* _Extract to read_
>>

RDS Blue/Green Deployments for Upgrades and Maintenance

  • RDS Blue/Green Deployments provide a safer and faster method for performing database upgrades and maintenance with minimal downtime.
  • A Blue/Green Deployment creates a staging environment (Green) that mirrors the production environment (Blue) and keeps them synchronized.
  • Supported use cases include:
    • Major version database engine upgrades
    • Minor version upgrades
    • Maintenance updates and OS patching
    • Instance scaling (compute changes)
    • Storage volume shrink (since November 2024) – the only native way to reduce RDS allocated storage
    • Parameter group changes
  • Switchover downtime is typically under 5 seconds for single-Region configurations (as of January 2026).
  • Applications using the AWS Advanced JDBC Driver typically see under 2 seconds of downtime due to eliminated DNS propagation delays.
  • No application endpoint changes are required after switchover.
  • Supported for Amazon Aurora and Amazon RDS engines including PostgreSQL, MySQL, and MariaDB in all AWS regions.
  • For PostgreSQL:
    • Uses physical replication by default for minor version upgrades (faster, lower lag)
    • Uses logical replication when performing major version upgrades
  • Blue/Green Deployments also support Aurora Global Databases (as of November 2025), including primary and all secondary regions.

RDS Extended Support

  • Amazon RDS Extended Support provides up to three additional years of critical security and bug fixes beyond a major version’s end of standard support date.
  • Available for Amazon Aurora MySQL, Aurora PostgreSQL, RDS for MySQL, and RDS for PostgreSQL.
  • Gives flexibility to upgrade, migrate, and transform databases at your own pace while still receiving security fixes from AWS.

<<

* _Data listing_
>>

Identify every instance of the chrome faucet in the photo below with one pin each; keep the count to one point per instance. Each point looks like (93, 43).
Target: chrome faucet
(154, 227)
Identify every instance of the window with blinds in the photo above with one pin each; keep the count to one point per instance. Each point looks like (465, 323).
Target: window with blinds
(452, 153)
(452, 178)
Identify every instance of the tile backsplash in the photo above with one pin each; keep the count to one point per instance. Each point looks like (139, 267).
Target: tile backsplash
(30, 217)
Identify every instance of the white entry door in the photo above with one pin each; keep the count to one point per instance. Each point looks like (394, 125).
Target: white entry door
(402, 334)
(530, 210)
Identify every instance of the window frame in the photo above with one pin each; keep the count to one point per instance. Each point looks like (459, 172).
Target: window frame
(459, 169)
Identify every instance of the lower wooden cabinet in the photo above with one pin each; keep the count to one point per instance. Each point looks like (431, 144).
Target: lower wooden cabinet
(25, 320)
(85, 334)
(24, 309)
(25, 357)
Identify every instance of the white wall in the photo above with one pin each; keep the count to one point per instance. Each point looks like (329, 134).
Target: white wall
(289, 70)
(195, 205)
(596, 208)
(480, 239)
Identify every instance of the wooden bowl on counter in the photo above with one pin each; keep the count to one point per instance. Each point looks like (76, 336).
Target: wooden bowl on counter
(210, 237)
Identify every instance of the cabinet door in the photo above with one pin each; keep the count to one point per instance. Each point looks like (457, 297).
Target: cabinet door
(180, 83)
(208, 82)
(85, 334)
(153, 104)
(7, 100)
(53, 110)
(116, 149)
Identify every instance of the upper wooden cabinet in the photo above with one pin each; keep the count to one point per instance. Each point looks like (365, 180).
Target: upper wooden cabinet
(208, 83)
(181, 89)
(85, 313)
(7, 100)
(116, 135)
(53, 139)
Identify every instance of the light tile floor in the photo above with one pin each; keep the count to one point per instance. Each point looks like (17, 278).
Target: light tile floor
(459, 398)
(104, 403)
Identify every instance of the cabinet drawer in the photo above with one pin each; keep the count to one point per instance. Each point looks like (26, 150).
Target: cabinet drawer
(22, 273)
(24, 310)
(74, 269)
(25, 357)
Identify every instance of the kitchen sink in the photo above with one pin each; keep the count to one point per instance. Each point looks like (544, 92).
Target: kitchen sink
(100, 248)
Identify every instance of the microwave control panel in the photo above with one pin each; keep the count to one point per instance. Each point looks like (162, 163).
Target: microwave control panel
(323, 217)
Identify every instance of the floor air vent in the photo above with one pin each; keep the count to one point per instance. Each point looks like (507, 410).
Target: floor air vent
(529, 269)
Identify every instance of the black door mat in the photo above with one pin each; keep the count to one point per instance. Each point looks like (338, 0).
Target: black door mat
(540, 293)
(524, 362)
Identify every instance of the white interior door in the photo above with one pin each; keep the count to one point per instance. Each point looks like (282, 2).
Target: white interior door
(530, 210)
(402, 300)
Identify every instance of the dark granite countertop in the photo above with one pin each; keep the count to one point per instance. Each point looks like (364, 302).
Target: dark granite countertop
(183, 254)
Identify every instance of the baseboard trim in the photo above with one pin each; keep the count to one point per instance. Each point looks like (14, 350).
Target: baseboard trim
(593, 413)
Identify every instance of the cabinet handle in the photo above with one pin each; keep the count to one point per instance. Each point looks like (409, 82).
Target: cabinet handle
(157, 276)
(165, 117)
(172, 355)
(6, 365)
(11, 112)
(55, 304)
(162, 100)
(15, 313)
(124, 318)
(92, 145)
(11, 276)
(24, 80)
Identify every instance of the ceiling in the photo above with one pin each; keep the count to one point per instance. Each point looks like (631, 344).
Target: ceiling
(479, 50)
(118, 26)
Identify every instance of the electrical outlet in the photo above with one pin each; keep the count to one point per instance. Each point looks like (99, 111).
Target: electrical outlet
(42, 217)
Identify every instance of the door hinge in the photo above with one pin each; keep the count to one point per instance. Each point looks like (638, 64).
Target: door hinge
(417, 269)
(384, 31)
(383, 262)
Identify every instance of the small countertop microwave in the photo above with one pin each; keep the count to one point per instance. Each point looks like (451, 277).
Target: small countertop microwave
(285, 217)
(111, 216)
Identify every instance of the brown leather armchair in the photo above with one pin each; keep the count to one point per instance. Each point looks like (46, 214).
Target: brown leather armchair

<<

* _Problem description_
Proceed with the notes on RDS upgrades and maintenance, picking up after their final line. The entries are separate material and are not part of the text.

* _Response for this exercise_
  • Key characteristics:
    • Charged as a per vCPU-hour fee in addition to regular RDS instance charges.
    • Pricing increases over time: Year 1 and Year 2 are at the same rate, Year 3 pricing is doubled (approximately).
    • Charges apply to all instances including replicas and standbys in Multi-AZ configurations.
    • Reserved Instance discounts do NOT apply to Extended Support charges.
    • No charge for DB snapshots, but restoring a snapshot to an EOL version will trigger Extended Support enrollment and charges.
  • Automatic enrollment: After a major engine version reaches end of standard support, instances running that version are automatically enrolled in Extended Support and charges begin.
  • Opting out: You can prevent enrollment by specifying open-source-rds-extended-support-disabled for the --engine-lifecycle-support CLI option when creating or restoring instances.
  • Ending enrollment: Upgrade to a newer engine version still under standard support to stop Extended Support charges.
  • Extended Support charges appear as a separate line item on your bill (Usage Type: ‘ExtendedSupport’).

AWS Certification Exam Practice Questions

  • Questions are collected from Internet and the answers are marked as per my knowledge and understanding (which might differ with yours).
  • AWS services are updated everyday and both the answers and questions might be outdated soon, so research accordingly.
  • AWS exam questions are not updated to keep up the pace with AWS updates, so even if the underlying feature has changed the question might not be updated
  • Open to further feedback, discussion and correction.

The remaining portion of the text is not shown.